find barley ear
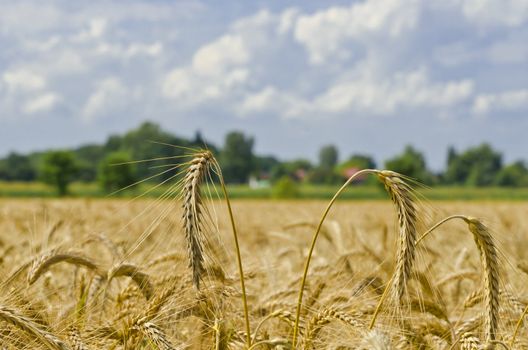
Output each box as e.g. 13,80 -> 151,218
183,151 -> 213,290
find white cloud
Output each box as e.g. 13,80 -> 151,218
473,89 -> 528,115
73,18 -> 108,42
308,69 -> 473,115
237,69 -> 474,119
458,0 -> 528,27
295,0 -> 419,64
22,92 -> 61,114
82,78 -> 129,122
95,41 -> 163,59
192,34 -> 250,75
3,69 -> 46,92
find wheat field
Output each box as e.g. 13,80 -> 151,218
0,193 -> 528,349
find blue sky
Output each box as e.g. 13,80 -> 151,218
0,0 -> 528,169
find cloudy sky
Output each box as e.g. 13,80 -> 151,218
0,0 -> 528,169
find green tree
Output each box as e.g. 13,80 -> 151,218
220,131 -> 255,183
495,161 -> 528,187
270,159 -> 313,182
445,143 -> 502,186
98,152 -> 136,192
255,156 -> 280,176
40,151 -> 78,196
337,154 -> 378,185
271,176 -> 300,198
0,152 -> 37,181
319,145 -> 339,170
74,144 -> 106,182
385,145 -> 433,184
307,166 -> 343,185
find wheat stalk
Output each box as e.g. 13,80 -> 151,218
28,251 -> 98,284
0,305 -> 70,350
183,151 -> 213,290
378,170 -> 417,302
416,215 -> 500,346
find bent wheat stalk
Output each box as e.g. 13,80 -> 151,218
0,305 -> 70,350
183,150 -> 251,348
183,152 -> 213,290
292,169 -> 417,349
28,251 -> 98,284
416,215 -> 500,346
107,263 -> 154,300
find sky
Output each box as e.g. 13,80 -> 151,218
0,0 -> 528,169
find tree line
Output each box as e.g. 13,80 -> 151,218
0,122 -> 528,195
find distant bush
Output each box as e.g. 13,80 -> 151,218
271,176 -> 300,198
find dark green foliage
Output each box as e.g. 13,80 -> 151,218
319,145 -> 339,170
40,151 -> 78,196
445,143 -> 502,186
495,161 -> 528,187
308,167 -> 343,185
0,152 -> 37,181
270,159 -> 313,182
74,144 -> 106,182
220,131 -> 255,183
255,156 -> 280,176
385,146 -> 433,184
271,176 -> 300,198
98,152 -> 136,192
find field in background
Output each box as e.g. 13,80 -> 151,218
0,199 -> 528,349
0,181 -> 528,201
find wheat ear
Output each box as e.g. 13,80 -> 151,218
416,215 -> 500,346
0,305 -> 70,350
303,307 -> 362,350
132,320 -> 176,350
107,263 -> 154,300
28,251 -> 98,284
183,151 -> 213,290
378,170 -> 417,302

____________________

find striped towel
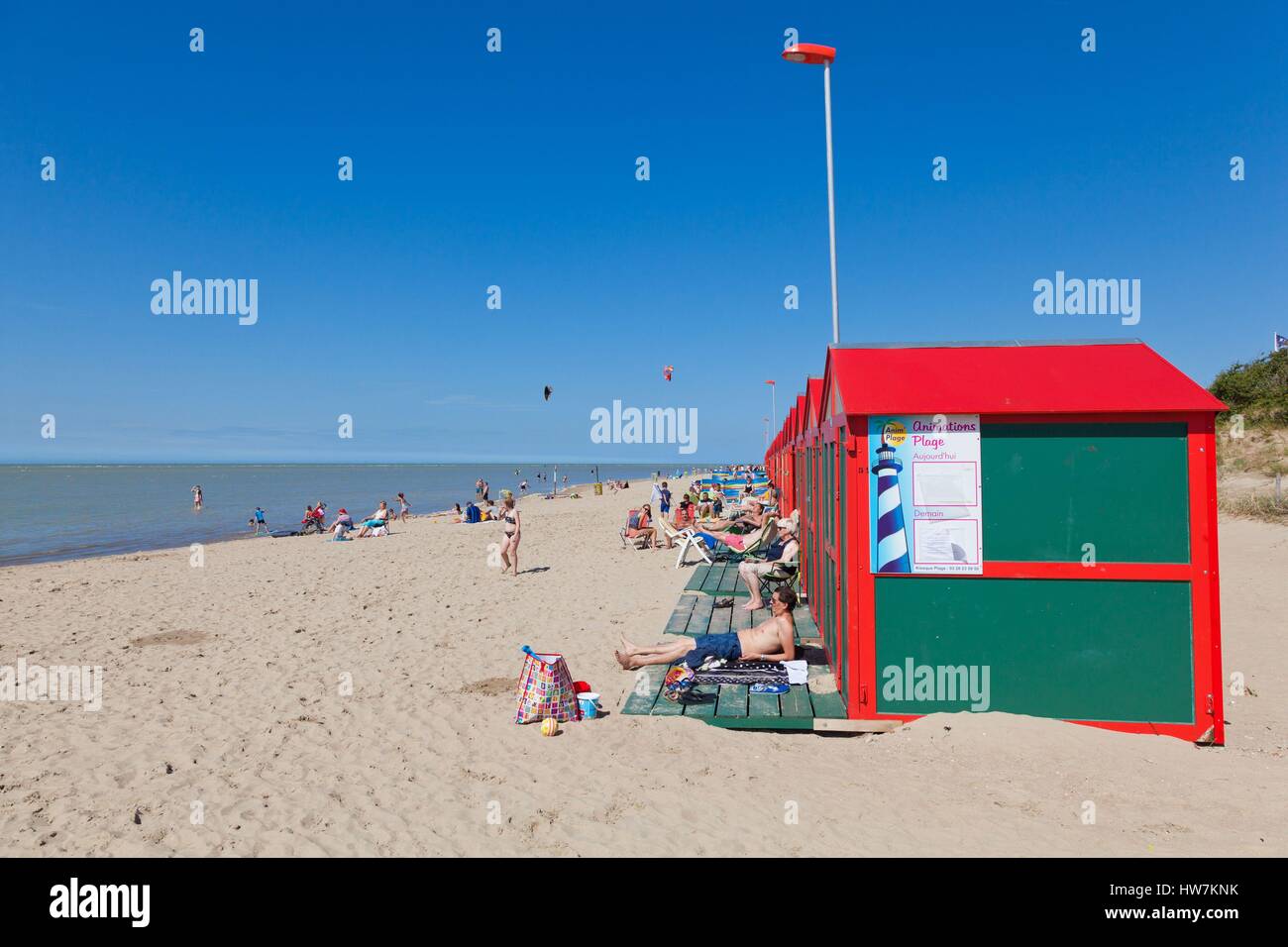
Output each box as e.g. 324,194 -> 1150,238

____________________

_What the task requires_
Copy out the rows starting with the line that contains "find white cloud" and ending with the line that contains "0,181 -> 528,201", including both of those lines. Reproduce them word for word and give nothing else.

_Task response_
find white cloud
Output each box as e.g. 13,80 -> 151,218
473,89 -> 528,115
73,18 -> 108,42
308,69 -> 473,115
237,69 -> 474,119
458,0 -> 528,27
295,0 -> 419,64
22,92 -> 61,114
82,78 -> 129,122
95,41 -> 163,59
192,34 -> 250,75
3,69 -> 46,92
find wheat field
Output each box as e.g. 13,80 -> 151,218
0,193 -> 528,349
find blue sky
Output each box as e.g. 13,80 -> 151,218
0,0 -> 528,169
find cloudy sky
Output each box as e.g. 13,80 -> 151,218
0,0 -> 528,169
find green tree
Output each box as e.g. 13,80 -> 151,218
220,131 -> 255,183
495,161 -> 528,187
270,159 -> 313,182
445,143 -> 502,186
98,152 -> 136,192
255,156 -> 280,176
40,151 -> 78,196
337,154 -> 378,185
271,176 -> 300,198
0,152 -> 37,181
319,145 -> 339,170
74,144 -> 106,182
385,145 -> 433,184
307,166 -> 343,185
find wheat stalk
Output each box as e.g. 13,80 -> 151,218
28,251 -> 98,284
0,305 -> 70,350
183,151 -> 213,290
378,170 -> 417,302
416,215 -> 500,346
find bent wheat stalk
Output each box as e.g. 13,80 -> 151,218
0,305 -> 70,350
183,150 -> 251,348
183,152 -> 213,290
292,169 -> 417,349
28,251 -> 98,284
416,215 -> 500,346
107,263 -> 154,300
find sky
Output each box as e.g. 13,80 -> 151,218
0,0 -> 528,169
find tree line
Output each box as e.g. 13,80 -> 151,218
0,122 -> 528,195
find distant bush
Output each box as e.g. 13,80 -> 151,218
271,176 -> 300,198
find dark green foliage
Output each box as e.g. 13,80 -> 151,218
319,145 -> 339,170
40,151 -> 78,196
445,143 -> 502,186
495,161 -> 528,187
308,167 -> 343,185
0,152 -> 37,181
270,159 -> 313,182
74,144 -> 106,182
220,131 -> 255,183
255,156 -> 280,176
385,146 -> 433,184
271,176 -> 300,198
98,152 -> 136,192
find field in background
Output each box as e.g. 13,80 -> 151,218
0,199 -> 528,349
0,181 -> 528,201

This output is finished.